**Requirement:** Begin at the line that contains "For each instance of the fox cub's nose" and stop at the end of the entries. Carry every line in that range over to a new copy, requests included, adding 28 to each coordinate in the answers.

**Data entries:**
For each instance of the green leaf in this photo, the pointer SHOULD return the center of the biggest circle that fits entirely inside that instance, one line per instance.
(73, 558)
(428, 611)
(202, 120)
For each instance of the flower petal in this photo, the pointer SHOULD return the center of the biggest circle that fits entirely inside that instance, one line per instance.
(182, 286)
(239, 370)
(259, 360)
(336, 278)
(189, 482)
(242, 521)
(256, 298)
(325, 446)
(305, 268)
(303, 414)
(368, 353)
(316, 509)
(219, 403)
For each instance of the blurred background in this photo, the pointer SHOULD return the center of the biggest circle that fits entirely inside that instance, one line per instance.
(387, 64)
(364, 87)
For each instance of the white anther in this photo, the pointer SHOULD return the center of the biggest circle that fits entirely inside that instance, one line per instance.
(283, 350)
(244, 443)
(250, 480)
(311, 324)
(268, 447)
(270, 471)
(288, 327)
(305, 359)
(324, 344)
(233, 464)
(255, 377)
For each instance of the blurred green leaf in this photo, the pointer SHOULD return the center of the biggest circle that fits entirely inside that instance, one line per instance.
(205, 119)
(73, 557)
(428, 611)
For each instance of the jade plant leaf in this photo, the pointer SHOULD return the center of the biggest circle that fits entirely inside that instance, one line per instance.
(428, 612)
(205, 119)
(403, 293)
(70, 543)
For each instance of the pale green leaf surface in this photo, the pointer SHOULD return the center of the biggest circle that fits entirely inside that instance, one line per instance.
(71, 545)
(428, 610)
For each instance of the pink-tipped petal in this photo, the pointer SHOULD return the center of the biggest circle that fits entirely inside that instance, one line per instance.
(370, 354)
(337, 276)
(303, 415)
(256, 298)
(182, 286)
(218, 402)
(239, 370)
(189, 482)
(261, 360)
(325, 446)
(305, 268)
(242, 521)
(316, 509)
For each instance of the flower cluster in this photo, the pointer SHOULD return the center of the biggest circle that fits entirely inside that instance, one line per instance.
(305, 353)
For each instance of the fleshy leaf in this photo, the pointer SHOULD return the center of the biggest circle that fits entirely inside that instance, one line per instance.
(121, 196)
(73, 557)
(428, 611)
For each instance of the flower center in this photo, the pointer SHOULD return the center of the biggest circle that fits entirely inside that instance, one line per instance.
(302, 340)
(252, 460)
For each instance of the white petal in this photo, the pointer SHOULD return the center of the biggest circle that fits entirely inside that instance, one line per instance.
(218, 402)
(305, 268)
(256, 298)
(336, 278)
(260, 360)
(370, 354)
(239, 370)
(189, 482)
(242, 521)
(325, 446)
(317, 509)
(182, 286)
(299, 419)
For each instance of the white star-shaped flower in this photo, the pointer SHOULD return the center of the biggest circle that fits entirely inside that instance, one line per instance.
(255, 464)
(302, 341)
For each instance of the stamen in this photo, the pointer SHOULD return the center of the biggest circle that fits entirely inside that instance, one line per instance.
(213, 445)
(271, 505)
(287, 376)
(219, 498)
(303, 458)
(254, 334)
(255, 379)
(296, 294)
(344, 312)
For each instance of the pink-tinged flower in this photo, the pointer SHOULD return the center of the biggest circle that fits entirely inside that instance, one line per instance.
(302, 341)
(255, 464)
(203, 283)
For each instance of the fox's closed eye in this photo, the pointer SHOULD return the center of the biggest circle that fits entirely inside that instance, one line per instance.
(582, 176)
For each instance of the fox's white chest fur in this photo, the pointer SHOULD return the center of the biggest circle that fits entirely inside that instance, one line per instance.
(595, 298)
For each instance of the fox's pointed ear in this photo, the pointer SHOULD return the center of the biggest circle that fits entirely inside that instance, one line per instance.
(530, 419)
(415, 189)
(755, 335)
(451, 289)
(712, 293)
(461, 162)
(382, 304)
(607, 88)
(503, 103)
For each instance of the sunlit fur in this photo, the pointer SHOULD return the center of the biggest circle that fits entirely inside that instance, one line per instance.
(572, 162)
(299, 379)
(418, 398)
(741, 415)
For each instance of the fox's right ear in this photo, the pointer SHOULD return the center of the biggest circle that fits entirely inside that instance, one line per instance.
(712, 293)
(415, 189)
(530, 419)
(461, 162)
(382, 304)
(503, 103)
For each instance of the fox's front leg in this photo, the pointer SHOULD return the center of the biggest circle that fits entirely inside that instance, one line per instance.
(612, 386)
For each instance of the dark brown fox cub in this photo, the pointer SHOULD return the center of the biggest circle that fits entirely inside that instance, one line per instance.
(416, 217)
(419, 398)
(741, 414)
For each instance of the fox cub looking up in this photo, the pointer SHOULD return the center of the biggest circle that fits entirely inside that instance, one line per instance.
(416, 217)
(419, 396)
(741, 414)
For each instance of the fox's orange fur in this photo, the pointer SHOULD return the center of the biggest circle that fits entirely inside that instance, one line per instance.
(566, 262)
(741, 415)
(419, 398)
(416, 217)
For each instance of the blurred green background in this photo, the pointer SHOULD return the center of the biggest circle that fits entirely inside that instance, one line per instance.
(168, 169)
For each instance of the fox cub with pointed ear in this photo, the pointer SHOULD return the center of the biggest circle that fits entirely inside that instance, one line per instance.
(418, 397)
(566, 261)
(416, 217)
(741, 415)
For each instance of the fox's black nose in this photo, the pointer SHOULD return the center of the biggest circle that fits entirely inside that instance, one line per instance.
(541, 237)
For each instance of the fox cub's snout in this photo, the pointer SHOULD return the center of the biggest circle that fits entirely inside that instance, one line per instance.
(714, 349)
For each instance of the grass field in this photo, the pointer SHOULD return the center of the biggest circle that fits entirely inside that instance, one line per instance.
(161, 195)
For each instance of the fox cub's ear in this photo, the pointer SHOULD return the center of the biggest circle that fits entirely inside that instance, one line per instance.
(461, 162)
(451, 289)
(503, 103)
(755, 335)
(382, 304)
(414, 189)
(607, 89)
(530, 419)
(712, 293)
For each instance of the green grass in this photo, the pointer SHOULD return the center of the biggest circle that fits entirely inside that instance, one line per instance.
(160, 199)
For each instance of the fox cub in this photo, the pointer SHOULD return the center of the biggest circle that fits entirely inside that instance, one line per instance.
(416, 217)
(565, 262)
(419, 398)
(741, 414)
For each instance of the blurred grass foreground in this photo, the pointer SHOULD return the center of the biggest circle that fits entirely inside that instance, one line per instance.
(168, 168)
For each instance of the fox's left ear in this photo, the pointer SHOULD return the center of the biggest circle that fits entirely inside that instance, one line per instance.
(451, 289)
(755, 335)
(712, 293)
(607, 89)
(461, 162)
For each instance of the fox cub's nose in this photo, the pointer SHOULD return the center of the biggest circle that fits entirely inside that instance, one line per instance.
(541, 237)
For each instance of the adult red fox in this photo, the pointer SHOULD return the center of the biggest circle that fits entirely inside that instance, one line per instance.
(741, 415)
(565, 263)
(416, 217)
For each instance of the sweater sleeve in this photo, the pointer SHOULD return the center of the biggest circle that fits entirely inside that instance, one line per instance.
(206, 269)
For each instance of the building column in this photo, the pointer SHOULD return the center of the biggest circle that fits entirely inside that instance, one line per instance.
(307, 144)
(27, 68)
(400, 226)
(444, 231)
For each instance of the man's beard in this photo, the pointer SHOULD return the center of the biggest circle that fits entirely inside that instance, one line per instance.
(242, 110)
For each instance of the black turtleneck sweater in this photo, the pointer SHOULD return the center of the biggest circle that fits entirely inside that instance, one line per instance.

**Expected output:**
For each instance of the fox cub's nose in this photo, the pointer SHOULD return the center of the biggest circle that fits entirely inside that instance, one line per instance.
(569, 265)
For each instance of the adult red fox in this photo, the pointer SHOULD return the center of the biggest circle that fits entirely inside that instance, one line per instance.
(769, 443)
(593, 291)
(444, 245)
For each instance of the sweater sleeve in this photo, the pointer SHOULD return the center of the biggest circle that fits entirely inside that instance, one line per instance.
(234, 297)
For each instance of the building column in this photo, the pointer SHOULD return the center of the biggest circle that fits entirely inside that instance, one line per instance.
(335, 172)
(55, 96)
(428, 254)
(472, 259)
For each instance of the man's beard in this photo, the pointer SHOULD return the center of the biggest circle that fits entirely inside that instance, one line per instance.
(270, 138)
For each instance of the black turtleneck sweater in this photo, the pointer SHOULD return the center of the biggest circle that fits entirely inside that instance, one line per instance.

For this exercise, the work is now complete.